+++ PROVIDED PASSAGE

A veteran British broadcaster made a stunning confession on a television program aired this week. He admitted smothering his lover who had AIDS sometime in the 1980s. Ray Gosling has been arrested and is now out on bail for his public admission.
As explained by Gosling on the BBC Inside Out television program: “In a hospital one hot afternoon, the doctor said, ‘There’s nothing we can do,’ and he was in terrible, terrible pain. I said to the doctor, ‘Leave me just for a bit’ and he went away. I picked up the pillow and smothered him until he was dead.”
This stunning story has fueled debate already raging in the United Kingdom over euthanasia and assisted suicide. British citizens travel to Switzerland to be assisted with death, causing some to promote legalization in Great Britain so that people do not have to travel for their “right-to-die.” A highly-publicized case asking that those who assist patients in traveling to Switzerland not be prosecuted resulted in interim guidelines being published by the Director of Public Prosecutions for England and Wales on when assisted suicide cases should be prosecuted.
A prominent British novelist, Martin Amis, is pushing euthanasia because people are living longer and would create “a population of demented very old people, like an invasion of terrible immigrants, stinking out the restaurants and cafes and shops.” Amis wants euthanasia booths on every corner “where you could get a martini and a medal.” Another British author, Terry Pratchett, is asking for the creation of special panels where people could argue their case to be legally put to death.
Debate is at fever pitch in Scotland over a bill introduced by a Member of Parliament to legalize assisted suicide. These developments are ominous not only for the United Kingdom, but for other countries who might follow their lead.

++++++

→ **PROBLEM DETAILS**: From the article about Ray Gosling's confession, reproduce word for word the part that opens with the words containing "A prominent British" and closes with "follow their lead.".

+++ SUPPLIED ENTRIES

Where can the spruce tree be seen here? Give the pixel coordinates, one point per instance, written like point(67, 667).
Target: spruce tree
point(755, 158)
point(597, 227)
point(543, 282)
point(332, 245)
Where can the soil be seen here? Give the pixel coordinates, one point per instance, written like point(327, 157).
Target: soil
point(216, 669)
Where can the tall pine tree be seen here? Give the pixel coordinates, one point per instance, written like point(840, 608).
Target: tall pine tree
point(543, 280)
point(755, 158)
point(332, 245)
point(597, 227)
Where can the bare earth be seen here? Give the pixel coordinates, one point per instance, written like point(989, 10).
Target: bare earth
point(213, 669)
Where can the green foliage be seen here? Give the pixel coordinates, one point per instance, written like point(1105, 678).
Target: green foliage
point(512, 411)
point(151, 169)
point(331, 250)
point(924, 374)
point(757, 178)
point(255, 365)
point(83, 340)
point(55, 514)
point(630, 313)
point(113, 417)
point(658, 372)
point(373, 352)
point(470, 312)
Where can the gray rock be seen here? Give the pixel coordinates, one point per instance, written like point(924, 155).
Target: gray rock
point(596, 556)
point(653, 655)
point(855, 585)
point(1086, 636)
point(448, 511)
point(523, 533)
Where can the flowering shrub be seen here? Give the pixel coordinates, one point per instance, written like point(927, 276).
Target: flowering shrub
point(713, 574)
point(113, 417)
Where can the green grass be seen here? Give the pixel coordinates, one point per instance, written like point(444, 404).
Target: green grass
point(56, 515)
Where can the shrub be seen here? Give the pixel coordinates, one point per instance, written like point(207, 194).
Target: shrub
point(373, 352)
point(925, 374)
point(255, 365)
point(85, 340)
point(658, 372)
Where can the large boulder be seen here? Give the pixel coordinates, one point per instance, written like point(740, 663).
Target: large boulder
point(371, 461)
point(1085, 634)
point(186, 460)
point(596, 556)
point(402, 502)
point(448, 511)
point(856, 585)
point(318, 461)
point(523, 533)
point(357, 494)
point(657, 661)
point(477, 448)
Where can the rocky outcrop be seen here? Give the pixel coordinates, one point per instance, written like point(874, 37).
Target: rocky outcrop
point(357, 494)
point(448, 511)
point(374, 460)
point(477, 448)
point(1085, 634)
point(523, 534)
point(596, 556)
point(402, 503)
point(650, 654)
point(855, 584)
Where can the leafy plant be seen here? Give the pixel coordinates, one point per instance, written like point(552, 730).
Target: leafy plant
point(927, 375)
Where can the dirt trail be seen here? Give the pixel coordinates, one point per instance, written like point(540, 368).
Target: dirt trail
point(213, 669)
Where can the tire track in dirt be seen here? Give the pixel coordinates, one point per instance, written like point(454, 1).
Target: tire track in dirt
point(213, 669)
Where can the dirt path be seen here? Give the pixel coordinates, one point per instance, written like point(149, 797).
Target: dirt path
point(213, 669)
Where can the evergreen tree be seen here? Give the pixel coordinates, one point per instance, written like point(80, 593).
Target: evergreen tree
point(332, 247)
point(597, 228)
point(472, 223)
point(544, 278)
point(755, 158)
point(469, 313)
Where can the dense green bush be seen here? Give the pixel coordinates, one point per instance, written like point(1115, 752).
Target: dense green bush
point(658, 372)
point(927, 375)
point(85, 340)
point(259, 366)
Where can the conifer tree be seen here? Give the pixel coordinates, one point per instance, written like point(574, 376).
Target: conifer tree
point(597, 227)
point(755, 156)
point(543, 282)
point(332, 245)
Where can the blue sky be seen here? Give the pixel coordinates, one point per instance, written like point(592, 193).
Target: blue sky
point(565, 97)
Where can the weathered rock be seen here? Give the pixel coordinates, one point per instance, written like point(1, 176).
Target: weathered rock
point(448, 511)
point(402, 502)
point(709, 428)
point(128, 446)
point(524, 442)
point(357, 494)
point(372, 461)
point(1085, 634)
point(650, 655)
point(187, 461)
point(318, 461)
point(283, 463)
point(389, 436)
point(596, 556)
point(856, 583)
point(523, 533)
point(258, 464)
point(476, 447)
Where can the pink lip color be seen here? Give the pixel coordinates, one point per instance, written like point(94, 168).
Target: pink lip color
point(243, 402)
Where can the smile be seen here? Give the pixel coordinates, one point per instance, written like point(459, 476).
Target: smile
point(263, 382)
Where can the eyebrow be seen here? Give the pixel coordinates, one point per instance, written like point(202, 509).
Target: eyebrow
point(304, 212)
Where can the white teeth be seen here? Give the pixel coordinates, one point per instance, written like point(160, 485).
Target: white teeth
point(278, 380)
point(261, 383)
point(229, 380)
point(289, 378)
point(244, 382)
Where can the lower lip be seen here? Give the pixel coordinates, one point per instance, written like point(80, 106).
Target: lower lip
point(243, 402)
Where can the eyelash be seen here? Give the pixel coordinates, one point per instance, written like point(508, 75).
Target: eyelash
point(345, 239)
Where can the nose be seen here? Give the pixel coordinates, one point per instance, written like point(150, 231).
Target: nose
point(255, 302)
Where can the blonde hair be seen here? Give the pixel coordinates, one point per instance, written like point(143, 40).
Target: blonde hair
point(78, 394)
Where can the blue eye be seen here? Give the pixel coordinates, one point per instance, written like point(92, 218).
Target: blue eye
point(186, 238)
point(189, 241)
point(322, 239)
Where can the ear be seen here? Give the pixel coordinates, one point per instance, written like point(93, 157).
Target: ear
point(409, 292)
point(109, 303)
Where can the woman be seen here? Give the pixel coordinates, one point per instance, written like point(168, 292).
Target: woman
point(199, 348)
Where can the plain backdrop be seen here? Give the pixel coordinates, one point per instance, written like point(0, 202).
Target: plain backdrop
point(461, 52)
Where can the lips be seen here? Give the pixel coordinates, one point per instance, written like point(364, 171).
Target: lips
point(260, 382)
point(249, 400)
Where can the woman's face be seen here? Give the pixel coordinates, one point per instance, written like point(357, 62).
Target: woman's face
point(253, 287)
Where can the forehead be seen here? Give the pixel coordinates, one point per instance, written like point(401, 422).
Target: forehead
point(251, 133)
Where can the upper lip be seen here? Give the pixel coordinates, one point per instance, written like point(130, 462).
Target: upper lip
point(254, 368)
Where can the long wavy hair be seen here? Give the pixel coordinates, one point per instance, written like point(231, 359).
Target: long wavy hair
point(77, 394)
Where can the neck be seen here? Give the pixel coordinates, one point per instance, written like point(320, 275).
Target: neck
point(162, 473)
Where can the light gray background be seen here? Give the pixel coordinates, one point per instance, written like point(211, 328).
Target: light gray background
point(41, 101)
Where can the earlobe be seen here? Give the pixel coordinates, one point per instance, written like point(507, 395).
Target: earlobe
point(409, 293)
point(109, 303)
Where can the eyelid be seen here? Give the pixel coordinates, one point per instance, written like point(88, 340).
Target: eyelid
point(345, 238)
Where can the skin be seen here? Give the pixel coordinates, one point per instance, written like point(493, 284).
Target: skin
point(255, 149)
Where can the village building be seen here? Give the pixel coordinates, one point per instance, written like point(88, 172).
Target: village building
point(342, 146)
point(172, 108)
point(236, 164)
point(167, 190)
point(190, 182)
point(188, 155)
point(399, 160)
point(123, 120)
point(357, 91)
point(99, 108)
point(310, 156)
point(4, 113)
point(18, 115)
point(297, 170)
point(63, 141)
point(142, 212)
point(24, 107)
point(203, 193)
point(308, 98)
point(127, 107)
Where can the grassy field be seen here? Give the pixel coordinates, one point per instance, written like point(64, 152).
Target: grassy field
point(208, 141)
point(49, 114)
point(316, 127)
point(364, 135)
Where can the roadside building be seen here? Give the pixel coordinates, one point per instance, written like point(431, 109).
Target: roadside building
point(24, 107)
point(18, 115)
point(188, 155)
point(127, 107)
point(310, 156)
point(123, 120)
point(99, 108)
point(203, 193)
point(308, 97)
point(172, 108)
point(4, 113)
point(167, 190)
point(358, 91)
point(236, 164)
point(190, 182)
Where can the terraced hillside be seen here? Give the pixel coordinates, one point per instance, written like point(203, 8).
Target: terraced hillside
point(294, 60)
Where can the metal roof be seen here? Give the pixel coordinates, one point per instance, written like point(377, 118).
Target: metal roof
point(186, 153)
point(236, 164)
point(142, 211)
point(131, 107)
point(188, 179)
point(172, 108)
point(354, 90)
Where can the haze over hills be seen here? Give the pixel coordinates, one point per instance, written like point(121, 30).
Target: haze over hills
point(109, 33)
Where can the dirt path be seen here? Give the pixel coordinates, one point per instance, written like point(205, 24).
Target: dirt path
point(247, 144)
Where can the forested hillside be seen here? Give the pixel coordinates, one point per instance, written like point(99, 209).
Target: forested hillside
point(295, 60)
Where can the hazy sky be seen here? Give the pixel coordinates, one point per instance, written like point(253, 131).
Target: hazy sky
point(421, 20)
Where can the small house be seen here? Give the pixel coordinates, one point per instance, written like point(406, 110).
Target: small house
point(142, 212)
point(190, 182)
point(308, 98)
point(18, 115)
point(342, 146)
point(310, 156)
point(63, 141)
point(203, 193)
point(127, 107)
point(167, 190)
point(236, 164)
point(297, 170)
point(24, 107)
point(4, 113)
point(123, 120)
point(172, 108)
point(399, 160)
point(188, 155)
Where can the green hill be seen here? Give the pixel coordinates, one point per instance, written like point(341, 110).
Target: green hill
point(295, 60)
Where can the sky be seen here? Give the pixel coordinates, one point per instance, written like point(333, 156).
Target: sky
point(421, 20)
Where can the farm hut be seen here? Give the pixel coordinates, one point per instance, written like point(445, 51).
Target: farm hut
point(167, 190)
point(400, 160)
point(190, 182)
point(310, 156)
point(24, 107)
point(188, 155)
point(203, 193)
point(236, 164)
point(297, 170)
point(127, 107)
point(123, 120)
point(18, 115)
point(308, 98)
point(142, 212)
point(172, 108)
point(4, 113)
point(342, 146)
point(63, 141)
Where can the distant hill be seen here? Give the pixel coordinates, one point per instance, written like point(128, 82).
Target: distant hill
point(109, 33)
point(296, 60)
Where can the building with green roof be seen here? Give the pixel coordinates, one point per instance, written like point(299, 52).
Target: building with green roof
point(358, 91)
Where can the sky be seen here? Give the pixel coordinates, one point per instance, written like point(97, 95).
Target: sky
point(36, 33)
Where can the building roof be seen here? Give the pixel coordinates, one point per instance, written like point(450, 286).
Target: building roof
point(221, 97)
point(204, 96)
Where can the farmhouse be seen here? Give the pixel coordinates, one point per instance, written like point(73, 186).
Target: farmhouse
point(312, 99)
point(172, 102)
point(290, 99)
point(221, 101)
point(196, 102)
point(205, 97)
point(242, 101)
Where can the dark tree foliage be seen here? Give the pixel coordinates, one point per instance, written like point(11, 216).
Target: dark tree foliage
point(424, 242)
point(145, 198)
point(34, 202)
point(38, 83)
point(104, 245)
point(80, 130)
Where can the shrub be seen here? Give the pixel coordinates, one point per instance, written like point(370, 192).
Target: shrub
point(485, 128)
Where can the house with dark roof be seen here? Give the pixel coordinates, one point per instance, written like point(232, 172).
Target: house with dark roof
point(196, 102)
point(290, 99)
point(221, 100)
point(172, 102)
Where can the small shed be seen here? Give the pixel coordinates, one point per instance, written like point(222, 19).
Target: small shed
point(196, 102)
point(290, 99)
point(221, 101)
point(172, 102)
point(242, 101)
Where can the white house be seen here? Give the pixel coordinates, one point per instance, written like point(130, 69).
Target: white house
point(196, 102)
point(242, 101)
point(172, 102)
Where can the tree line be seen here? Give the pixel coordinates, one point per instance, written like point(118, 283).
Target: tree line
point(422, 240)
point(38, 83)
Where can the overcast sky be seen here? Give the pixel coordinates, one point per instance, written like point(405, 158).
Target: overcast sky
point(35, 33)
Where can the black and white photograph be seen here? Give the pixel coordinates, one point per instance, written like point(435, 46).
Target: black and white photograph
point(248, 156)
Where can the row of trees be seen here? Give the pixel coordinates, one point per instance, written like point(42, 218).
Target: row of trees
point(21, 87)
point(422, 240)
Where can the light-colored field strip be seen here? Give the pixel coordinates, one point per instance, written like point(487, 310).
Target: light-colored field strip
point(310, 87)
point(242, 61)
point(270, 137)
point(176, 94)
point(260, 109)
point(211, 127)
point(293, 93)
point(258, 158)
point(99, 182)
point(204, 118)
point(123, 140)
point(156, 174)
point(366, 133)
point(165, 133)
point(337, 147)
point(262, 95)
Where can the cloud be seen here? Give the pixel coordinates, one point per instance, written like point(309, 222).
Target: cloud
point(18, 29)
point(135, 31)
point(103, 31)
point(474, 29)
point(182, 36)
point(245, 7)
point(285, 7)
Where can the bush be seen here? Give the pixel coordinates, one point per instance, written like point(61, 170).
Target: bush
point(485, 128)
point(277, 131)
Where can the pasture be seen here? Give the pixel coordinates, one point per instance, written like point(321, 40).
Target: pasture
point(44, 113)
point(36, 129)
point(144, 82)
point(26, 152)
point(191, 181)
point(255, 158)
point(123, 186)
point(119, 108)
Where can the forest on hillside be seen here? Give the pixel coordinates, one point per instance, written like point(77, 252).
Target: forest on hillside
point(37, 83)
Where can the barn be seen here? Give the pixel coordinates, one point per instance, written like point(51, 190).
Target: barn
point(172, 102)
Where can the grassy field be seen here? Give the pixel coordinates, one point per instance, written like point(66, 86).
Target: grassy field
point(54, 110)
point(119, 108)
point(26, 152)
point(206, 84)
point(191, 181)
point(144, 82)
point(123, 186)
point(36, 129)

++++++

→ **RESULT OF THIS TASK**:
A prominent British novelist, Martin Amis, is pushing euthanasia because people are living longer and would create “a population of demented very old people, like an invasion of terrible immigrants, stinking out the restaurants and cafes and shops.” Amis wants euthanasia booths on every corner “where you could get a martini and a medal.” Another British author, Terry Pratchett, is asking for the creation of special panels where people could argue their case to be legally put to death.
Debate is at fever pitch in Scotland over a bill introduced by a Member of Parliament to legalize assisted suicide. These developments are ominous not only for the United Kingdom, but for other countries who might follow their lead.